▸ **PROBLEM DESCRIPTION**: From the abstract on bone marrow adipose tissue in rhesus macaques below, list every cell type that it says makes up the multicellular bone marrow adipose tissue niche.

───── DOCUMENT EXCERPT

Spatial and biochemical interactions between bone marrow adipose tissue and hematopoietic stem and progenitor cells in rhesus macaques

Abstract

Recent developments in in situ microscopy have enabled unparalleled resolution of the architecture of the bone marrow (BM) niche for murine hematopoietic stem and progenitor cells (HSPCs). However, the extent to which these observations can be extrapolated to human BM remains unknown. In humans, adipose tissue occupies a significant portion of the BM medullary cavity, making quantitative immunofluorescent analysis difficult due to lipid-mediated light scattering. In this study, we employed optical clearing, confocal microscopy and nearest neighbor analysis to determine the spatial distribution of CD34+ HSPCs in the BM in a translationally relevant rhesus macaque model. Immunofluorescent analysis revealed that femoral BM adipocytes are associated with the branches of vascular sinusoids, with half of HSPCs localizing in close proximity of the nearest BM adipocyte. Immunofluorescent microscopy and flow cytometric analysis demonstrate that BM adipose tissue exists as a multicellular niche consisted of adipocytes, endothelial cells, granulocytes, and macrophages. Analysis of BM adipose tissue conditioned media using liquid chromatography-tandem mass spectrometry revealed the presence of multiple bioactive proteins involved in regulation of hematopoiesis, inflammation, and bone development, with many predicted to reside inside microvesicles. Pretreatment of purified HSPCs with BM adipose tissue conditioned media, comprising soluble and exosomal/microvesicle-derived factors, led to enhanced proliferation and an increase in granulocyte-monocyte differentiation potential ex vivo. Our work extends extensive studies in murine models, indicating that BM adipose tissue is a central paracrine regulator of hematopoiesis in nonhuman primates and possibly in humans.

──────────
───── EXTRACTED DATA

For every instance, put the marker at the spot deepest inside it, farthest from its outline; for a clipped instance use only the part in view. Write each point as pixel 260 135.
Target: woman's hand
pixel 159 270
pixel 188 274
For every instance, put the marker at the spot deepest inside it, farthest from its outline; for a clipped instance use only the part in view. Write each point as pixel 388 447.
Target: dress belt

──────────

▸ **RESPONSE TO THIS TASK**: Adipocytes, endothelial cells, granulocytes, macrophages